__Trecho__.
--------
Falar de globalização e a evolução tecnológica, de tão imbricadas que já se encontram na realidade humana, tornam-se discurso quase obsoleto e desinteressante. Ainda assim, imprescindível se observar que estes dois fenômenos comportam alta relevância ao Direito – que deve acompanhar o ritmo de evolução social, sendo que, todavia, com a alta velocidade imprimida por estes fenômenos, a ciência jurídica, por vezes, torna-se claudicante e trôpega, incapaz de desenvolver-se com mesma fluidez. Sob este prisma, merece destaque o Direito Penal, uma vez que um dos seus pilares consiste no princípio da legalidade, materializado no axioma nullum crimen, nulla poena sine lege praevia. Ou seja, não há crime sem lei anterior que o defina, como incorporou o Constituinte de 1988, no artigo 5º, XXXIX, da Lei Maior e, desta forma, em virtude da garantia fundamental aí expressa, o Direito Penal é um dos ramos mais sensíveis à evolução humana, pois novas condutas surgem a cada instante, com o desafio de definir-se ou enquadrar-se em conduta previamente proibida pelo ordenamento jurídico-penal.
No que diz respeito à criminalidade, sobretudo a rotulada “criminalidade de colarinho branco”, têm-se condutas mais complexas, que, deste modo, demandam investigações mais acuradas e aparato legal condizente a proporcionar estes instrumentos aos órgãos de combate ao crime. Este, portanto, é o cenário atual, visto e vivido pela humanidade, mormente a sociedade brasileira, que se assusta com o alto grau de organização das condutas criminosas perpetradas, especialmente, na operação “lava jato”. Eis a razão da edição da Instrução Normativa pela RFB, que se encontra expressa na sua Exposição de Motivos, qual seja, mormente, voltar os holofotes ao pagador e seus recursos, seguindo a política do “follow the money” que se tornou famosa no território estadunidense.
--------
__Complete o seguinte__.
(1) Indique se cada afirmação concorda com o trecho sobre Direito Penal e globalização. Responda sim ou não e cite literalmente as palavras do trecho que decidem cada caso: (a) o princípio da legalidade foi incorporado pelo Constituinte de 1988 no artigo 5º, XXXIX; (b) a política do "follow the money" ficou famosa no território brasileiro; (c) o Direito Penal é descrito como um dos ramos menos sensíveis à evolução humana.
(2) Reescreva como lista numerada as linhas das entradas, de tudo desde a linha que contém "Where can you find the wall?" até a linha que contém "point(21, 19)", ambas incluídas, sem as linhas em branco.
O trecho não guarda relação com as entradas.
--------
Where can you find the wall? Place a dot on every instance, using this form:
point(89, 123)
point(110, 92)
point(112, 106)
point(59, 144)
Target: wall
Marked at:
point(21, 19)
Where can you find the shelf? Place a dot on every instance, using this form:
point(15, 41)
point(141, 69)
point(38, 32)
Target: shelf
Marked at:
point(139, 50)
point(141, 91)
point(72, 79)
--------
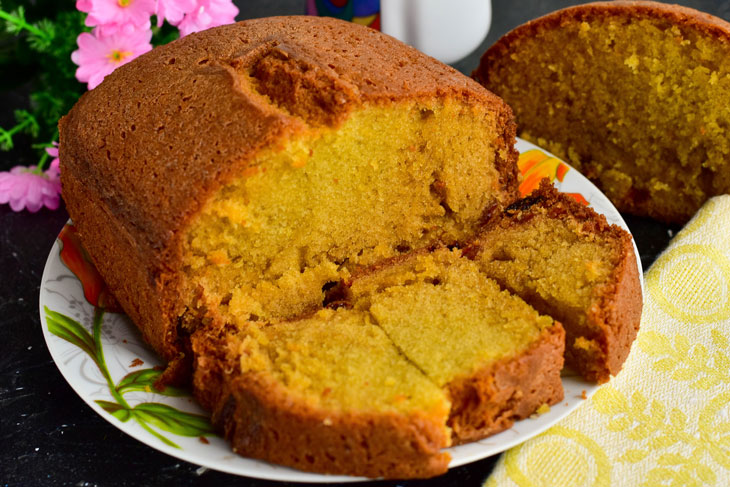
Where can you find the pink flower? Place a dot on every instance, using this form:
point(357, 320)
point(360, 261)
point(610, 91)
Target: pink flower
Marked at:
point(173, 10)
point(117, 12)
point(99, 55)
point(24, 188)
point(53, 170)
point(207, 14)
--------
__Respostas por tarefa__.
(1)
(a) Sim: "como incorporou o Constituinte de 1988, no artigo 5º, XXXIX, da Lei Maior".
(b) Não: "que se tornou famosa no território estadunidense".
(c) Não: "o Direito Penal é um dos ramos mais sensíveis à evolução humana".

(2)
1. Where can you find the wall? Place a dot on every instance, using this form:
2. point(89, 123)
3. point(110, 92)
4. point(112, 106)
5. point(59, 144)
6. Target: wall
7. Marked at:
8. point(21, 19)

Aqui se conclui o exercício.